=== Source document ===
* BEGIN *

Origen was widely believed to have practiced what he preached. It was always said of him that, as a young man of about twenty, around 206, he had discreetly gone to a doctor to have himself castrated.43 At the time, castration was a routine operation.44 Origen's supporters were prepared to believe that he had undergone the operation so as to avoid slanderous rumors about the intimacy that he enjoyed with women who were his spiritual charges.45 Two generations previously, a young Alexandrian had been prepared to undergo the same operation, for the same reason.46
When, as a priest at Caesarea, Origen preached against those who took too literally the words of Christ, when He had blessed those who had made themselves eunuchs for the sake of the kingdom of heaven, he treated the matter in a manner so unruffled as to reveal a chasm between a third-century audience and ourselves.47 Given the vivid fantasies that surrounded the adult eunuch, it was far from certain that everyone would have believed that Origen had gained immunity from sexual temptation by such an operation. Postpubertal castration merely made the man infertile; it was, in itself, no guarantee of chastity.48 What Origen may have sought, at that time, was something more deeply unsettling. The eunuch was notorious (and repulsive to many) because he had dared to shift the massive boundary between the sexes. He had opted out of being male. By losing the sexual "heat" that was held to cause his facial hair to grow, the eunuch was no longer recognizable as a man.49 He was a human being "exiled from either gender."50 Deprived of the standard professional credential of a philosopher in late antique circles—a flowing beard—Origen would have appeared in public with a smooth face, like a woman or like a boy frozen into a state of prepubertal innocence. He was a walking lesson in the basic indeterminacy of the body.
This body did not have to be defined by its sexual components, still less by the social roles that were conventionally derived from those components. Rather, the body should act as a blazon of the freedom of the spirit. John the Baptist's soul had been so huge as to have caused his tiny body to leap in his mother's womb. The body of so great a spirit must necessarily have remained a virgin.51 To reject marriage and sexual activity of any kind was to make plain the fiery spirit's "manifest destiny." Virginity preserved an identity already formed in a former, more splendid existence and destined for yet further glory.

* END *

=== Dataset extract ===
* BEGIN *

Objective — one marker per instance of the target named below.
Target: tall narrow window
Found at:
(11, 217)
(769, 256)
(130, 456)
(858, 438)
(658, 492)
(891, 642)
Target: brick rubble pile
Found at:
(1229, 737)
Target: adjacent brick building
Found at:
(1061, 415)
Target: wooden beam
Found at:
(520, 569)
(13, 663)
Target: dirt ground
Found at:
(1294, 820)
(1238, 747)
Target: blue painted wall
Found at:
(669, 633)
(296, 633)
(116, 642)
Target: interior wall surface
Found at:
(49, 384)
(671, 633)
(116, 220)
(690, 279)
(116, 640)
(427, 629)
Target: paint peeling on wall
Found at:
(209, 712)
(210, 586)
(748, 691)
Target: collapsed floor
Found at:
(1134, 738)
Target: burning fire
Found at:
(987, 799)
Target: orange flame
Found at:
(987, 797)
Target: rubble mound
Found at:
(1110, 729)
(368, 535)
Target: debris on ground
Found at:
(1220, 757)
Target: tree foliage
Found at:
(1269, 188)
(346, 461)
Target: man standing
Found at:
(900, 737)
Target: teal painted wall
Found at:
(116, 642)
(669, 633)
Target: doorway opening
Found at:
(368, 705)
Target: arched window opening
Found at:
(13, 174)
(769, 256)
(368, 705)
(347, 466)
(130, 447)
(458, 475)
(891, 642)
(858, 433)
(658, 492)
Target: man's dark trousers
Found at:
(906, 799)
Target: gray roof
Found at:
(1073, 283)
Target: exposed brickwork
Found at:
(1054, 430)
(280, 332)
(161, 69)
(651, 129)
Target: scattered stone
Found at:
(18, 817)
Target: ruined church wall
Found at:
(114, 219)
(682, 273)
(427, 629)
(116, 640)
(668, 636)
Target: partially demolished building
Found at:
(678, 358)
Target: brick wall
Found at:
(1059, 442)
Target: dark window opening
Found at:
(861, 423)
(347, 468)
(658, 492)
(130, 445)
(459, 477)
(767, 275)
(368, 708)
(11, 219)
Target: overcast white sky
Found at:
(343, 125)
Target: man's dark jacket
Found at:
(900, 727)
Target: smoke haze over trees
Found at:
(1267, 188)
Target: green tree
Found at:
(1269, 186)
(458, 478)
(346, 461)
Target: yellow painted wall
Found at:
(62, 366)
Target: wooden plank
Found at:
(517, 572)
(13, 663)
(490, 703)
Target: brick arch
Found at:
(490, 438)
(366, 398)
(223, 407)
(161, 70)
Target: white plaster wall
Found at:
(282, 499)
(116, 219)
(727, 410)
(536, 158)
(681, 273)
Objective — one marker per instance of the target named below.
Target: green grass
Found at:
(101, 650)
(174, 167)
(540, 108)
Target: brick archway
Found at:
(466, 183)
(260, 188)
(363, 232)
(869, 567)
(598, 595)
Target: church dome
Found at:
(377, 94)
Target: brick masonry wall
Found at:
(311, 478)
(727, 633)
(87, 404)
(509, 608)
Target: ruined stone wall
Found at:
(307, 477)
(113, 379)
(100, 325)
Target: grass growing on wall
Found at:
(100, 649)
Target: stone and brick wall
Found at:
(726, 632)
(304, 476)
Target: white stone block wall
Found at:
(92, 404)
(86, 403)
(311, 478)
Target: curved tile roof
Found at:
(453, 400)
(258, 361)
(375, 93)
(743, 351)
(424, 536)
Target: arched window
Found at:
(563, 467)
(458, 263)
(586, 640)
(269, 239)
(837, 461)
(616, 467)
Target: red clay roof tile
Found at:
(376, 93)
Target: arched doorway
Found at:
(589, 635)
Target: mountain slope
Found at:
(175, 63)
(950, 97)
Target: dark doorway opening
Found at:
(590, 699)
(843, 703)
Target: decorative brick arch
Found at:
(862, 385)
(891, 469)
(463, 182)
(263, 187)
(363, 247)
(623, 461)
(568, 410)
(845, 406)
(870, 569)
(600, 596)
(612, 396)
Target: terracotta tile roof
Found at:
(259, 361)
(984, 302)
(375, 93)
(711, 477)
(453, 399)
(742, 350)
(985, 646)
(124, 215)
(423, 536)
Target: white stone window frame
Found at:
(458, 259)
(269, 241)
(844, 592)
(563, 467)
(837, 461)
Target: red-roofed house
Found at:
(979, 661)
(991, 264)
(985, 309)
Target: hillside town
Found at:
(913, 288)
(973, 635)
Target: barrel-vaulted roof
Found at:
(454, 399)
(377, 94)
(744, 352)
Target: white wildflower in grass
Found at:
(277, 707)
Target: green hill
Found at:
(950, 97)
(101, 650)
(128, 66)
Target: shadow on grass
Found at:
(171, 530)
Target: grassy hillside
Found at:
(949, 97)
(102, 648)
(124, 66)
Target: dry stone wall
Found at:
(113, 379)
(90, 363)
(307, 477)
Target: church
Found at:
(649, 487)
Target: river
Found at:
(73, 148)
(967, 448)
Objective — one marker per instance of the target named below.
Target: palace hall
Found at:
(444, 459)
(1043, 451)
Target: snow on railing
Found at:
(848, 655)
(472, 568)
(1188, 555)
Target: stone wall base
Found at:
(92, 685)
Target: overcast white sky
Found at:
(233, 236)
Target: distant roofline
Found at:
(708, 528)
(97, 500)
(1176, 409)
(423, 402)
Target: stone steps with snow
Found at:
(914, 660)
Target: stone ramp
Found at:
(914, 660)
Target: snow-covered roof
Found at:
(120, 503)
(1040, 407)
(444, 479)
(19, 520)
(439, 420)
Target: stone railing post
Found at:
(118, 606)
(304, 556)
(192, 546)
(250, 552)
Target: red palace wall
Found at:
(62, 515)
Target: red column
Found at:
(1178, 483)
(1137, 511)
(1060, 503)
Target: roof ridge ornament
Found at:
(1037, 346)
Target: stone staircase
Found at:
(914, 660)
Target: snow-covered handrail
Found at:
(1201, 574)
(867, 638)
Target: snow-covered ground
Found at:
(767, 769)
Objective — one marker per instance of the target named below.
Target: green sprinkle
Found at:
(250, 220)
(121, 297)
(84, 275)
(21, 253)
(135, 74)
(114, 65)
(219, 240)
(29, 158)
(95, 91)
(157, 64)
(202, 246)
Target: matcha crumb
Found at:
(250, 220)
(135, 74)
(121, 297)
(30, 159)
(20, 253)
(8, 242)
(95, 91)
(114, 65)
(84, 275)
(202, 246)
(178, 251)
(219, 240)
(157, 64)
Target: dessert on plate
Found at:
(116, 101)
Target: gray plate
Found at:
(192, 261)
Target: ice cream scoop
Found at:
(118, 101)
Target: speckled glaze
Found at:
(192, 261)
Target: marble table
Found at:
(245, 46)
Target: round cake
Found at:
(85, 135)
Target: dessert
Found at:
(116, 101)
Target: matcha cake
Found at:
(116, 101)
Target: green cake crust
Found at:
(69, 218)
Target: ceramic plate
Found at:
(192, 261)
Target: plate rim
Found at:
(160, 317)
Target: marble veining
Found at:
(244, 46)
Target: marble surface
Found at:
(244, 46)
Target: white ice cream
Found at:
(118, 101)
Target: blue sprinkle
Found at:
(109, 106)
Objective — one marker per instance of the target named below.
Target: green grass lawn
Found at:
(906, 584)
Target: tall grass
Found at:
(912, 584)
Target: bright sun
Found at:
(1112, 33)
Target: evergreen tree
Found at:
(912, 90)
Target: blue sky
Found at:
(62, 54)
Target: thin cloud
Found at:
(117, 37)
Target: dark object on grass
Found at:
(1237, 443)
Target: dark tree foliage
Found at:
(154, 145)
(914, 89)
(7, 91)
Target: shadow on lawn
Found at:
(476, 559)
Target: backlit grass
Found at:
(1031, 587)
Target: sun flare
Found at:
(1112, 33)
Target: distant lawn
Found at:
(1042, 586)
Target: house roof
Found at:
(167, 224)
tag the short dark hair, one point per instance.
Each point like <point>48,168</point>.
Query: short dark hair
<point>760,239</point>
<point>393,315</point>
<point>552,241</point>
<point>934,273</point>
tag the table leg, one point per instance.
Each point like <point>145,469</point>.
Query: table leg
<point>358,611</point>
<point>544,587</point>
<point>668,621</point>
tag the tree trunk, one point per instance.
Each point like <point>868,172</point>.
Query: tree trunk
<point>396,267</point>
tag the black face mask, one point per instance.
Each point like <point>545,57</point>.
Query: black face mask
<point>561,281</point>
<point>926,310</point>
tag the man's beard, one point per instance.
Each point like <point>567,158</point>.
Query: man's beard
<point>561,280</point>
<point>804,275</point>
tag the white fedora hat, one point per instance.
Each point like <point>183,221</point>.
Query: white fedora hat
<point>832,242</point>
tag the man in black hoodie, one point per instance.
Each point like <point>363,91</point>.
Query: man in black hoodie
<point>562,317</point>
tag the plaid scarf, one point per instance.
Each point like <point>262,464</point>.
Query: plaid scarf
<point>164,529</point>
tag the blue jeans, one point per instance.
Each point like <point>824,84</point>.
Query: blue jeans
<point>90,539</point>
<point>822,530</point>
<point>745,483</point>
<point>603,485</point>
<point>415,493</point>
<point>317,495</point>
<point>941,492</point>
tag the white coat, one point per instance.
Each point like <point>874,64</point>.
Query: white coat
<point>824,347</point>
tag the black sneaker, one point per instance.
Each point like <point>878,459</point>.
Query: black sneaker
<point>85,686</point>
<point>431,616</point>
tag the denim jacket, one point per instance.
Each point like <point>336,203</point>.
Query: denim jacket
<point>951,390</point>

* END *

=== Task to complete ===
Please answer these questions from the passage on Origen:
(a) At about what age and in roughly what year was Origen said to have been castrated?
(b) What does the passage say postpubertal castration merely did to a man?
(c) What caused John the Baptist's tiny body to leap in his mother's womb?

=== Solution to the problem ===
(a) At about twenty, around 206.
(b) It merely made him infertile.
(c) His soul was so huge that it caused his tiny body to leap.